• YOUR INSTRUCTIONS: Continue the review of the novel This Broken World, picking up after its final line.

I try to be kind in my reviews. But I also strive for complete honesty. This review goes more in the direction of the latter. I’m sure the author whose work I am about to criticize is a wonderful person with many redeeming qualities. Unfortunately, writing a good book does not appear to be one of them, if my experience here is any indication.
I was not able to finish This Broken World, by Charles E. Gannon. In fact, it was a willful slog just to get through the first few chapters. And I have previously managed to finish the piss-poor likes of The Written, Sweet Blood of Mine, Southern Magic, Dead Things, Hero in a Halfling, and The Rest of Us Just Live Here. Among others. So why not This Broken World?
Because, in a word, it was just too… dang… BOOORIIING!
“But-but!” I can already hear someone saying, “It has a clever hero! A mysterious, stunning beauty! A veil of shadows and secrets where friends may not actually be friends but traitorous enemies! It has the horrific murder of the hero’s mother, and even worse to his father! It has a cunning raid by dangerous enemies which only the hero has the power to thwart! It has his entire journey through life!”
Perhaps.
But you know what this book doesn’t have? A proper hook! Anywhere!

• SUPPLIED DATA:
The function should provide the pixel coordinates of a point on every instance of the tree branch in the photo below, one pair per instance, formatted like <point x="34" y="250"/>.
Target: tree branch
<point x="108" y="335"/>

---

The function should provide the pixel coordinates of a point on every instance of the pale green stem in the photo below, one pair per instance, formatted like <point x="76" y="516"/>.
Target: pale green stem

• FINAL RESULT:
I’ve heard that it’s been said by Brandon Sanderson – who is not only a successful author, but absolutely, hands-down, inarguably a Master of Storytelling – that the first chapter an author writes needs to be cut off from a book’s beginning. There’s too much explaining, too little happening, that sort of thing. Get to the action of the story, the motivation, the hook.
And once you’ve done that, I add, you need to keep them hooked. The language needs to be poetic and personal, descriptive but not long-winded. When a conflict happens, we need to experience that moment firsthand. We need to have some sort of personal stake in the character’s well-being in order to be invested in the outcome. Even if we know, on some level, that everything will be all right, we still need to have that tension and sense of fear on behalf of them and their cause.
This novel does nothing at all like that.
Now, I have no problem with it starting out a little slow. It’s not the best move, but if there is a lot of ground to establish, then I can allow it to be established. But then we completely skip over the first initial conflict, and the tragedy of a boy losing his parents. It’s a shock and a mystery… for about one chapter. We skip several years between chapters only to flash back to that night, and that horrible tragedy. I mean… why? Just… why bother with that rigmarole if it was just going to be done and over that fast?
When Luke Skywalker raced home to find his family killed, the movie did not skip over that scene and then come back to it five minutes later.
And the explanation of why the boy was enabled to remember a memory that was deliberately hidden from him involved complex circumstances involving some sort of ritual to enter into a divinity’s service, absolutely none of which was explained and nothing of which we really cared about, because, having skipped over several years, the narrative skipped over everything important about this ritual.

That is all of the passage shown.